━━━━━ Records shown

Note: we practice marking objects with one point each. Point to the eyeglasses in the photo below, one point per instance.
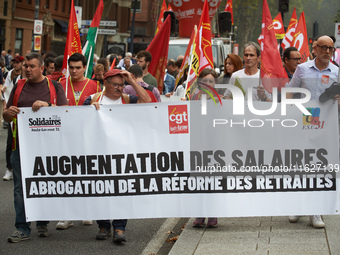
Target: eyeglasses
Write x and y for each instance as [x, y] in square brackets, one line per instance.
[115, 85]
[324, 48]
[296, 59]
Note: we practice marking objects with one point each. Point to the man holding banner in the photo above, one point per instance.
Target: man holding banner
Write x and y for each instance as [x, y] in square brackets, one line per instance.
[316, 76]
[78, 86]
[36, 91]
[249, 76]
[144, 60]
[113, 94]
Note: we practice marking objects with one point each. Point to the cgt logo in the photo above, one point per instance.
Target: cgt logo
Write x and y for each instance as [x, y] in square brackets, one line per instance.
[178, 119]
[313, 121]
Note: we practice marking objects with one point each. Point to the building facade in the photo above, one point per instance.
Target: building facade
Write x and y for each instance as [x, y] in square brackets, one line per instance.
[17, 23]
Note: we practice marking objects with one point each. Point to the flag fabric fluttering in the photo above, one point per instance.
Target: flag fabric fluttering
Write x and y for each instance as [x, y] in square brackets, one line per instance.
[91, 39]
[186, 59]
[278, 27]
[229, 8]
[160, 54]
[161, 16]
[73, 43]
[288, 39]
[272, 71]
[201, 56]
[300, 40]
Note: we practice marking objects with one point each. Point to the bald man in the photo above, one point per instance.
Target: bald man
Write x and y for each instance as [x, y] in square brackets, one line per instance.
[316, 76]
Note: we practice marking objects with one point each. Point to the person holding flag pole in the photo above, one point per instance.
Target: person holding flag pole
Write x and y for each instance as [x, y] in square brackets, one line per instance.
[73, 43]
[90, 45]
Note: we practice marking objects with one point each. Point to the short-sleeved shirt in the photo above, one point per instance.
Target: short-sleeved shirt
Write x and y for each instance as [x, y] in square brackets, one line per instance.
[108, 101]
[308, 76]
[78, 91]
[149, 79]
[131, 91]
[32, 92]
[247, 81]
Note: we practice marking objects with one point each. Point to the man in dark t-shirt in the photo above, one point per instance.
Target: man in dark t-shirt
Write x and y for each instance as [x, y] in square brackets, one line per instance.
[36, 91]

━━━━━━━━━━
━━━━━ Records shown

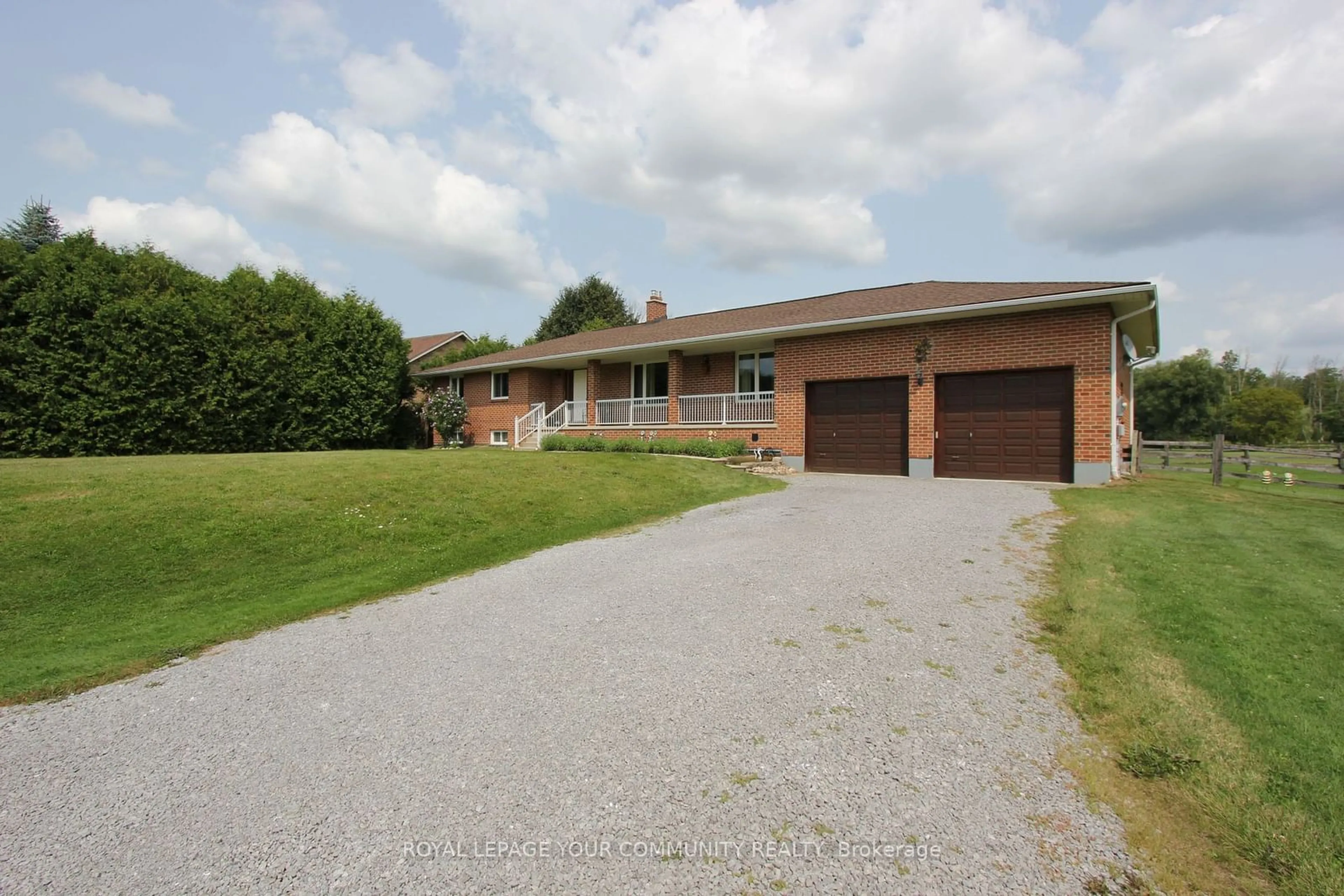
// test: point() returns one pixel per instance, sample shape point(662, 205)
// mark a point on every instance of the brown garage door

━━━━━━━━━━

Exercise description:
From the records above, copy each line where the word "shirt" can be found.

Response area:
Note: we practice marking objects with one point each. Point to the short-sleeved shirt in the photo above, one point per instance.
Target: short-sleeved shirt
Note: we practice marking objects with one point each. Point to the man in dark t-shirt in the photo above, one point per instance.
Target: man in dark t-shirt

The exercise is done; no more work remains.